Source material START

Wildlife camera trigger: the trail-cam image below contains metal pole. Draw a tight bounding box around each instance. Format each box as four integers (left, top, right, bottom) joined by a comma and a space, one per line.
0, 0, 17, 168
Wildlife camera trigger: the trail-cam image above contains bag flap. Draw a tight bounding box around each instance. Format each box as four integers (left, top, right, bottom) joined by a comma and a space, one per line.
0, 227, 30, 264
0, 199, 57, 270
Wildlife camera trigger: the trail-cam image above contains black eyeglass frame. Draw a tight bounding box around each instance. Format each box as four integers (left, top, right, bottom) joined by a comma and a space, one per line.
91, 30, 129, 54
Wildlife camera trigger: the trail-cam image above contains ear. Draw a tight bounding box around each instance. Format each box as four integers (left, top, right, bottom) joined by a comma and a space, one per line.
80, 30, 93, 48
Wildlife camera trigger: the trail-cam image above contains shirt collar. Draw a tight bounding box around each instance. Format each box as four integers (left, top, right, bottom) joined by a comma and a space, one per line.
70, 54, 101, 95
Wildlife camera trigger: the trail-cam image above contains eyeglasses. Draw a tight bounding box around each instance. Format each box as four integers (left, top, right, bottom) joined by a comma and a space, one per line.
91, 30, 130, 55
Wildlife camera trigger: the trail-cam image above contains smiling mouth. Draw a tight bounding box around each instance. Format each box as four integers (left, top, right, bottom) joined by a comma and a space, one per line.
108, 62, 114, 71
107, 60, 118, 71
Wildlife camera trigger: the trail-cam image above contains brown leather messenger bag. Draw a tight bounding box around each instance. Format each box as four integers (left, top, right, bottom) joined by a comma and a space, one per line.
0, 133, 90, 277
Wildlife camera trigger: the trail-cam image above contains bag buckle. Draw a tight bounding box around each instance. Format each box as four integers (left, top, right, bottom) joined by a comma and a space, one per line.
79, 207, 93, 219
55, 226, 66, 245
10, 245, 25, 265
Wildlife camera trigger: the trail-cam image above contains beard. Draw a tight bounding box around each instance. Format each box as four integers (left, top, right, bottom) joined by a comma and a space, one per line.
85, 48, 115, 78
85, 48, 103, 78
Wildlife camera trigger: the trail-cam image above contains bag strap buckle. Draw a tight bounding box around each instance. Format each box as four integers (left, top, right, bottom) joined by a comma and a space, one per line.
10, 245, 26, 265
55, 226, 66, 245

Source material END

Exercise aim: A verbatim transcription of all the entries above is required.

Output for this task:
Wildlife camera trigger: the trail-cam image below contains metal pole. Draw a tight bounding box around each instance. Format each box as four integers (left, top, right, bottom) joined by a comma and a space, one per line.
0, 0, 17, 168
Wildlife camera trigger: the trail-cam image above contains bag flap. Draw a tight bounding box around each instance. Format each box as four integers (left, top, right, bottom) joined by a comma and a space, one per line.
0, 227, 30, 264
0, 199, 57, 270
Wildlife camera trigger: the trail-cam image above contains black eyeglass frame. Draw a tight bounding box around each instance. Format each box as four integers (left, top, right, bottom) joined by a comma and a space, one per line.
91, 30, 129, 54
Wildlife camera trigger: the trail-cam image above contains ear. Draw a tight bounding box around each instance. Format each box as four integers (left, top, right, bottom) joined by a comma and a space, one per line.
80, 30, 93, 48
Wildlife camera trigger: the trail-cam image above contains shirt collar. Draw a tight bounding box around each instance. Format each box as four integers (left, top, right, bottom) joined by a comma and a space, one per line.
70, 54, 101, 95
Wildlife camera trigger: the trail-cam image above contains eyeglasses. Draw a tight bounding box around each instance. Format each box as four integers (left, top, right, bottom) joined by a comma and a space, one per line.
91, 30, 130, 55
Wildlife camera trigger: the trail-cam image above contains smiling mouth. Draw a tight bounding box around each instance. Format each box as four integers (left, top, right, bottom) joined by a comma and a space, one per line.
108, 62, 114, 71
107, 60, 118, 71
Wildlife camera trigger: the trail-cam image above contains brown leather messenger bag. Draw a tight bounding box around each instance. Format each box as four integers (left, top, right, bottom) joined by a comma and a space, one per line.
0, 133, 90, 277
Wildlife camera trigger: the trail-cam image above contains bag buckle. Draw a tight bounding box around each instance. Format each box as four integers (left, top, right, bottom) joined by a comma and a space, one per line.
79, 207, 93, 219
55, 226, 66, 245
10, 245, 25, 265
Wildlife camera trigger: the trail-cam image above contains beard. Draw a tight bounding box around each instance. Format each box as four integers (left, top, right, bottom) joined by a comma and a space, one per line.
85, 48, 115, 78
85, 48, 103, 78
Wildlife camera trigger: the trail-cam image above contains bag strap buckle. Draw a tight bounding box around each instance. Format each box as four integers (left, top, right, bottom) joined by a comma and a space, one per line.
10, 245, 26, 265
55, 226, 66, 245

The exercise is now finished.